# Hearthstone II rebuild ...need help



## seatacartist (Aug 9, 2007)

I am the original owner of a Hearthstone II circa 1981 (yeah, the caveman owned this model, built just after fire was discovered).  Anyway, I need to rebuild the internals that have deteriorated over the years (damper etc) how do I go about taking the stove apart.  Where do I start? Stove is in good condition except for the internals. I have a steel fabrication background so the fabrication of the parts is the easy part for me. Just need to take the stove apart ....correctly.


----------



## thechimneysweep (Aug 9, 2007)

I rebuilt a Hearthstone of that vintage a few years ago: I think mine was a I, but Hearthstone seems to have stuck with the same assembly technique to this day, so this is most likely how to proceed:

My stove was held together by threaded rods in all four corners.  The rods are threaded into female threads cast into the cast iron top frame, and extend all the way down through the leg mounting holes at the bottom.

So, you turn the stove upside-down.  OK, you and your four buddies turn the stove upside down.  Loosen the four nuts that hold the legs on, being careful not to turn the rods.  Remove the legs, bottom plate, etc., until you end up with the top casting with four threaded rods sticking up out of it (I'm a little hazy about the interim steps, but as I recall, once I got the bottom plate off, everything was pretty self-explanatory.

If you encounter joints that are still being held together by the furnace cement, hold one end of a short 2x4 against the part and hit the other end with a hammer.  The cement will pop apart.


----------



## Highbeam (Aug 9, 2007)

On my newer Hearthstone Heritage. Much newer. I can remove every bit of the secondary baffle and manifold through the doors without disassembling the stone. Why I had to learn how to do this is another story but it is worth trying to remove the bad parts only. 

A write up of your disassembly would be great with pictures. I would love to have a look see inside.


----------



## stoveguy13 (Aug 9, 2007)

GIVEN PROBLEM 1
In the Hearthstone II rebuild thread, condense the paragraph beginning "So, you turn the stove upside-down." into a short bulleted list that keeps its main facts.
GIVEN PROBLEM 2
Reproduce word for word the stretch of the Hearthstone II rebuild thread from "So, you turn" through "was pretty self-explanatory.".

PROVIDED MATERIAL
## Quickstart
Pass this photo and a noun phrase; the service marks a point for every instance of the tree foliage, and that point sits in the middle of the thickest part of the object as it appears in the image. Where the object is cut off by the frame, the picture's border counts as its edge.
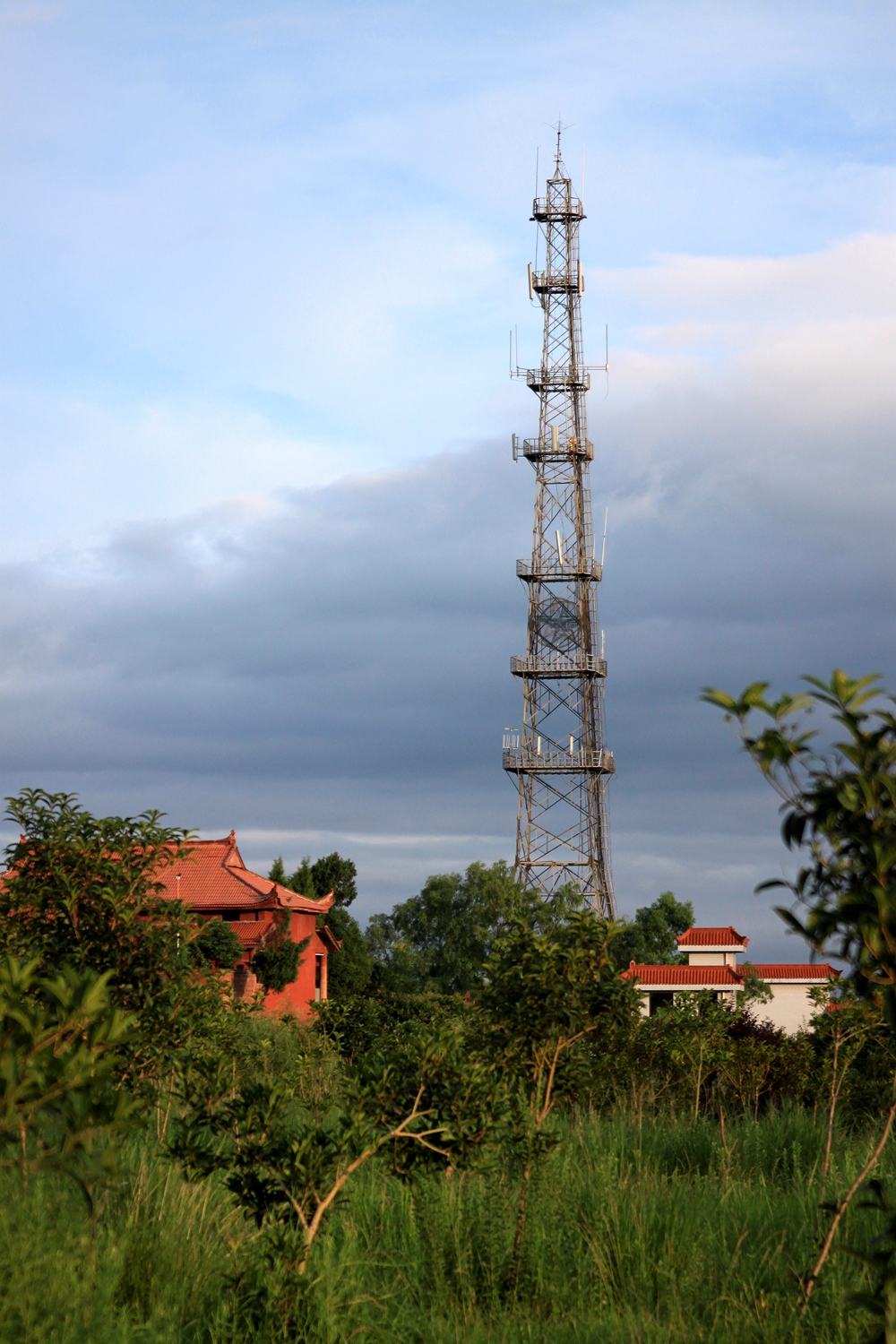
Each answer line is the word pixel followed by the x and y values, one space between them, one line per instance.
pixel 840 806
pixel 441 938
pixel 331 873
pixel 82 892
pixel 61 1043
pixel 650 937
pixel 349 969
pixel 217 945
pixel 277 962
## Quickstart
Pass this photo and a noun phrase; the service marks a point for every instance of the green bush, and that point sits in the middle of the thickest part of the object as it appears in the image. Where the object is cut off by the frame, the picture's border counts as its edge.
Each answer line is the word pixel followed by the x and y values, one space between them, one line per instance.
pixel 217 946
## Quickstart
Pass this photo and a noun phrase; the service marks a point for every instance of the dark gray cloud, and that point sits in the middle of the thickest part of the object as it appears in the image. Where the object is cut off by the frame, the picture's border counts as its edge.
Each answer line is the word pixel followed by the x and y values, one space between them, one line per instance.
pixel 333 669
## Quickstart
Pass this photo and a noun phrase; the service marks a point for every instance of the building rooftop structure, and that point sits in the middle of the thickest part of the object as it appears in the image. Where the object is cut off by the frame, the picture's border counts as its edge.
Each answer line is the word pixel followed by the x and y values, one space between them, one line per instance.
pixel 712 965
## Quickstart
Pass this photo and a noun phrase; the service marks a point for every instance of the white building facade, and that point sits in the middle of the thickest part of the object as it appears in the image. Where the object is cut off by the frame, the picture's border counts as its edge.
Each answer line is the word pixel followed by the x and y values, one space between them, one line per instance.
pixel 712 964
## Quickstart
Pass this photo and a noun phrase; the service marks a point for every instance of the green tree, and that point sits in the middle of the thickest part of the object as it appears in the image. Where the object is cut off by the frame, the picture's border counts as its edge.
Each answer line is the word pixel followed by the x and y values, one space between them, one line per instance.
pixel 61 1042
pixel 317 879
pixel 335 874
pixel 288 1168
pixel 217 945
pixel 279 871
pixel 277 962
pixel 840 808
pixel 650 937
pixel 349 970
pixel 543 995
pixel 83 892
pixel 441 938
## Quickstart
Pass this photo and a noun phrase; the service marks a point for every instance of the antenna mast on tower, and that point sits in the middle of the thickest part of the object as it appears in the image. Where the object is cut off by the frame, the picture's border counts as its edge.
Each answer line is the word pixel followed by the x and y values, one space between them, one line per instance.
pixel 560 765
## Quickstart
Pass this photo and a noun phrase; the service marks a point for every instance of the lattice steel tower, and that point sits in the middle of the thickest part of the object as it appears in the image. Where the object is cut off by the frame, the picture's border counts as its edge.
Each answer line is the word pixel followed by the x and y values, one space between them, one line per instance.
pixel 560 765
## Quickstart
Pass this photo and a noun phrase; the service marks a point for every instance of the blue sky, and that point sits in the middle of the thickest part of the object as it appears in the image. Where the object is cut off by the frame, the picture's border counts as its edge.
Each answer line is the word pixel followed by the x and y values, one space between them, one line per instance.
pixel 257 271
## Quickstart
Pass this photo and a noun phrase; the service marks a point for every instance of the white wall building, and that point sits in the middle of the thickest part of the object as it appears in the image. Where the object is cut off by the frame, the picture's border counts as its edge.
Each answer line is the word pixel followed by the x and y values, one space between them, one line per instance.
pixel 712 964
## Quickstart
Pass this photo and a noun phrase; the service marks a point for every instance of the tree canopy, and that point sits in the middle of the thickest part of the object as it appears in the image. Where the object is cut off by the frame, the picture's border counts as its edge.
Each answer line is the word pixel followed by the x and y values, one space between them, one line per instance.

EXPECTED ANSWER 1
- Turn the stove upside down, which takes several people.
- Loosen the four nuts that hold the legs on without turning the rods.
- Remove the legs, the bottom plate and other parts until only the top casting with its four threaded rods remains.
- Once the bottom plate is off, the remaining steps are mostly self-explanatory.

EXPECTED ANSWER 2
So, you turn the stove upside-down.  OK, you and your four buddies turn the stove upside down.  Loosen the four nuts that hold the legs on, being careful not to turn the rods.  Remove the legs, bottom plate, etc., until you end up with the top casting with four threaded rods sticking up out of it (I'm a little hazy about the interim steps, but as I recall, once I got the bottom plate off, everything was pretty self-explanatory.